## TASK GOAL
In the accounting note below, please state which exchange rate is used to translate the assets and liabilities of the Company's foreign subsidiaries into Canadian dollars.

Restricted cash and cash equivalents include a series of committed and uncommitted bilateral letter of credit facility agreements with financial institutions to support the Company’s requirement to post letters of credit in the ordinary course of business. Under these agreements, the Company has the option to post collateral in the form of cash or cash equivalents, equal at least to the face value of the letter of credit issued. Restricted cash and cash equivalents are shown separately on the balance sheets and include highly liquid investments purchased three months or less from maturity and are stated at cost, which approximates market value.

Foreign currency translation

Assets and liabilities denominated in foreign currencies, other than those held through foreign subsidiaries, are translated into Canadian dollars at the year-end exchange rate for monetary items and at the historical exchange rates for non-monetary items. Foreign currency revenues and expenses are translated at the exchange rates in effect on the dates of the related transactions. Foreign exchange gains and losses, other than those arising from the translation of the Company’s net investment in foreign subsidiaries, are included in income.

The accounts of the Company’s foreign subsidiaries are translated into Canadian dollars using the year-end exchange rate for assets and liabilities and the average exchange rates during the year for revenues, expenses, gains and losses. Foreign exchange gains and losses arising from translation of these foreign subsidiaries’ accounts are included in “Other comprehensive income (loss)”. The majority of U.S. dollar-denominated long-term debt has been designated as a hedge of the net investment in foreign subsidiaries. As a result, unrealized foreign exchange (“FX”) gains and losses on this U.S. dollar-denominated long-term debt are offset against foreign exchange gains and losses arising from translation of foreign subsidiaries’ accounts in “Other comprehensive income (loss)”.

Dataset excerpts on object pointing
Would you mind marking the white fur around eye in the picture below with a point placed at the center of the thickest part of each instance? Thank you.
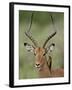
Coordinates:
(51, 48)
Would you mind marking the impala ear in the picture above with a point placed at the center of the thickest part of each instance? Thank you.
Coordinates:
(29, 47)
(50, 48)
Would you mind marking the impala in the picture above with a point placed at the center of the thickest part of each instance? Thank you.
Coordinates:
(43, 65)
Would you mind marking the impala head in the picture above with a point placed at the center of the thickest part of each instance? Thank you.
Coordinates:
(39, 52)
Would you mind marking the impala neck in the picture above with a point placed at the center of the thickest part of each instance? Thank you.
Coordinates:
(44, 71)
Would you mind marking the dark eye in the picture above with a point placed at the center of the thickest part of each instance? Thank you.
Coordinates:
(35, 54)
(44, 54)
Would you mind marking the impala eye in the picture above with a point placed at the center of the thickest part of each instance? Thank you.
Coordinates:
(44, 54)
(35, 53)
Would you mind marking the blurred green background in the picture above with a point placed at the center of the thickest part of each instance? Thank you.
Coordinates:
(41, 28)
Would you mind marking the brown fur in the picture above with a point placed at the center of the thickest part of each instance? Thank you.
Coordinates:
(45, 69)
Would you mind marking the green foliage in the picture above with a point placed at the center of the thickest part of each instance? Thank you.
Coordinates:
(41, 28)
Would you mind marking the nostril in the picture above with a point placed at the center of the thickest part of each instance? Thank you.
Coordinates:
(37, 64)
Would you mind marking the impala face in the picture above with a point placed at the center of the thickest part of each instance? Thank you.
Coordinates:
(40, 54)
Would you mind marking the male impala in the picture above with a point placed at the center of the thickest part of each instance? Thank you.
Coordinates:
(41, 63)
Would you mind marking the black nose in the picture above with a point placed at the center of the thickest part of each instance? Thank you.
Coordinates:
(37, 64)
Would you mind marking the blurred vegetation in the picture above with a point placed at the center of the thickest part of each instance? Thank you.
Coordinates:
(41, 28)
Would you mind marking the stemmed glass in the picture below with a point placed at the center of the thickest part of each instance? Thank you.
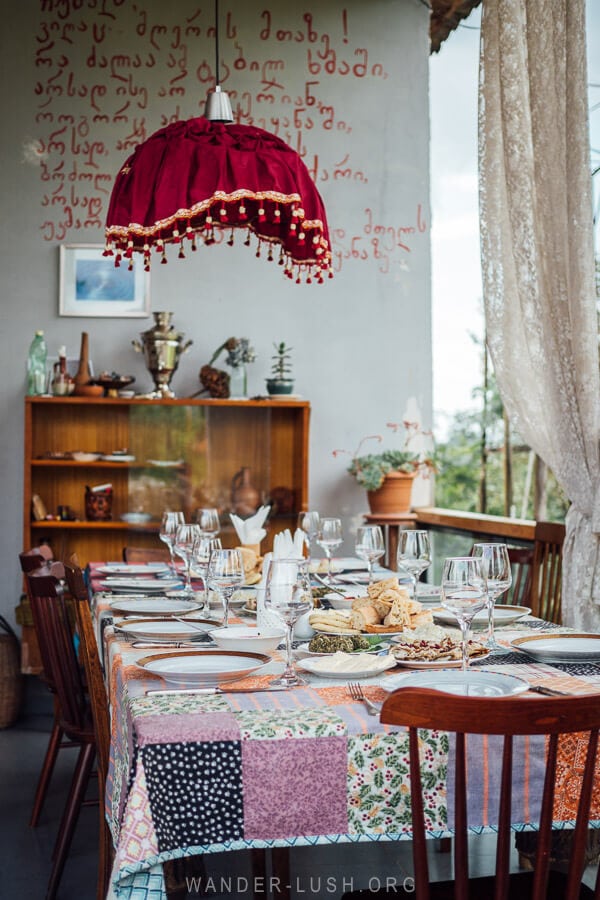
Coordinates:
(185, 538)
(203, 547)
(207, 520)
(464, 593)
(308, 522)
(225, 573)
(495, 565)
(414, 554)
(369, 545)
(329, 538)
(168, 527)
(287, 593)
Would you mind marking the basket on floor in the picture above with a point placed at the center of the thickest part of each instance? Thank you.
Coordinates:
(11, 680)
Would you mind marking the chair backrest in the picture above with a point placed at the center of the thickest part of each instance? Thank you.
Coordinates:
(88, 650)
(546, 586)
(420, 708)
(55, 633)
(145, 554)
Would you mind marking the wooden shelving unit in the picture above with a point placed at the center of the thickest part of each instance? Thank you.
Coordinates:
(186, 454)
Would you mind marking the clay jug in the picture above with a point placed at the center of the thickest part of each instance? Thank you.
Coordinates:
(82, 376)
(245, 499)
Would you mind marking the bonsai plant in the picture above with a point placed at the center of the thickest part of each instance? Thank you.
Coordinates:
(281, 381)
(388, 476)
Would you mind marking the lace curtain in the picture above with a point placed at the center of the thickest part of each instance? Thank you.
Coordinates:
(538, 259)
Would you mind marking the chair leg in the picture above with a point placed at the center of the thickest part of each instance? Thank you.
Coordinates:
(47, 768)
(79, 784)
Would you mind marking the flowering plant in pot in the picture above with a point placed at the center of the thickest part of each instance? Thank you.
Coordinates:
(388, 476)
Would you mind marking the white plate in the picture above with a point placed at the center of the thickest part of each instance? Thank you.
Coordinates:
(317, 666)
(144, 585)
(209, 667)
(560, 648)
(472, 683)
(132, 569)
(504, 614)
(155, 606)
(164, 629)
(165, 463)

## SOLUTION TO THIS TASK
The year-end exchange rate.